In person he was lean, strong, and sinewy, of the best New England mould, built for times of trouble, fitted to grapple with the flintiest hardships. Clad in plain American woolen, shod in boots of cowhide leather, and wearing a cravat of the same substantial material, under six feet high, less than 150 pounds in weight, aged about fifty, he presented a figure, straight and symmetrical as a mountain pine. His bearing was singularly impressive. His head was not large, but compact and high. His hair was coarse, strong, slightly gray and closely trimmed, and grew low on his forehead. His face was smoothly shaved, and revealed a strong square mouth, supported by a broad and prominent chin. His eyes were bluish gray, and in conversation they were full of light and fire. When on the street, he moved with a long, springing race horse step, absorbed by his own reflections, neither seeking nor shunning observation. Such was the man, whose name I had heard in whispers, such was the spirit of his house and family, such was the house in which he lived, and such was Captain John Brown, whose name has now passed into history, as one of the most marked characters, and greatest heroes known to American fame.

> **COLLECTED DATA**

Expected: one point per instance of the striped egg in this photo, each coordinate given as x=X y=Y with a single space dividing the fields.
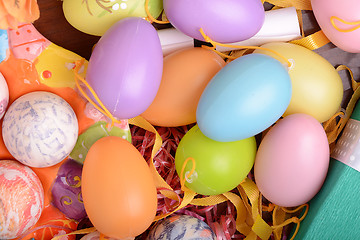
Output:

> **GIVEN INSTRUCTION A**
According to the description of John Brown, what was his lean, strong, sinewy build suited for? Answer in one to three sentences.
> **GIVEN INSTRUCTION B**
Answer these from the description of John Brown, one per line:
(i) How much did he weigh?
(ii) What color were his eyes?
(iii) What kind of step did he use on the street?
The lines above are separate material, apart from the description of John Brown.

> **TASK SOLUTION A**
His build, described as being of the best New England mould, was made for times of trouble. It fitted him to grapple with the flintiest hardships.

> **TASK SOLUTION B**
(i) Less than 150 pounds.
(ii) Bluish gray.
(iii) A long, springing race horse step.